Start of Source extract

New anti-abortion bill violates women’s rights

Bria Washburn, Staff Writer


On Tuesday, April 5, Oklahoma legislators, seemingly following in Texas’s footsteps, passed a new anti-abortion bill through their house of representatives by a 70-14 vote. The bill stated that receiving abortions would now be considered a felony and anyone convicted of performing an abortion would be subject to a maximum sentence of 10 years in prison and/or up-to $100,000 in fines.

It is expected to pass through the Senate and the Governor of Oklahoma, Kevin Sitt, did not hesitate to sign it as he “promised Oklahomans I would sign every piece of pro-life legislation that came across my desk,” in an interview during a bill signing. If all goes according to their plans, the bill will take effect on August 26th of this year.

Upon hearing this, women and all supporters of the pro-choice movement were both devastated and horrified. This new bill, in combination with the Texas bill that declared abortion illegal after detection of a fetal heartbeat a few months prior, has raised much uncertainty about the future of women’s reproductive rights.

The controversy over abortion has been a hot topic for debate and politics for decades now, with the pro-choice movement first emerging in the 1960s. This movement lead to the establishment of the NARAL, or the National Association for the Repeal of Abortion Laws (now referred to as the National Abortion Rights Action League), alongside other powerful organizations that fought for women’s right to an abortion and more importantly, the right to choose how to best take care of their bodies.

In 1973, the Supreme Court made one of its most monumental rulings to date: the ruling of Roe v. Wade. The court ruled that a Texas law declaring all abortions illegal except in the case when the mother’s life is in danger was unconstitutional. This sounds a bit familiar, does it not?

The battle between the pro-choice and pro-life movements continued long past the legalization of abortion. And although women would still face many hardships should they decide to get an abortion, such as shame, harassment, and even physical assault, it seemed as if the hardest part of this fight was over.

Now, for the first time in several decades, the Supreme Court has a more ideologically conservative majority, with only three liberal judges versus six conservatives. With this being the case, it is entirely possible Roe v. Wade could be overturned and more restrictions or bans on abortions will likely start to pop up in the states.  That being said, these laws can not be enforced without the court reversing Roe vs. Wade.

Though Oklahoma is only the second state to pass such strong anti-abortion legislation, many states are expected to follow suit, leading many women to feel frustrated and wary of what the future holds in terms of access to safe abortions and all other reproductive health means.

To many, it feels as if we’re slowly starting to move backward and all the progress that has been made over the past fifty or so years is starting to feel like it’s diminishing.

End of Source extract

Answer these questions using the article on the Oklahoma anti-abortion bill.
1. By what vote did the bill pass the Oklahoma house of representatives?
2. In what year did the Supreme Court rule on Roe v. Wade?
3. How many liberal and how many conservative judges does the article say the Supreme Court now has?

Start of Supplied data

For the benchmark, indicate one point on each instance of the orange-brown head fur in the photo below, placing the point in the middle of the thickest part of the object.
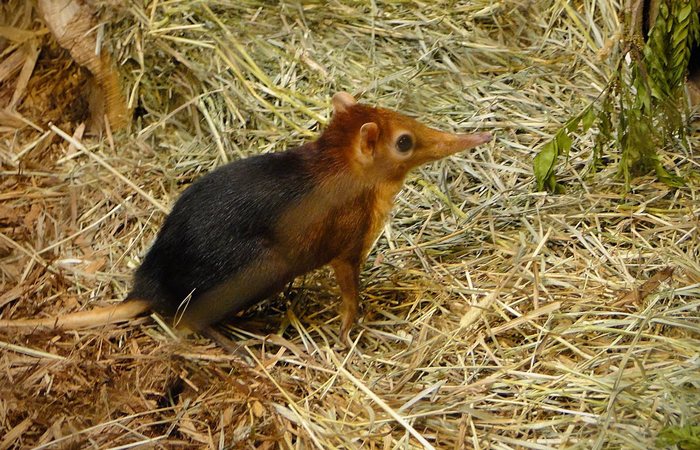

End of Supplied data

▶ **Task result**:
1. 70-14
2. 1973
3. Three liberal and six conservative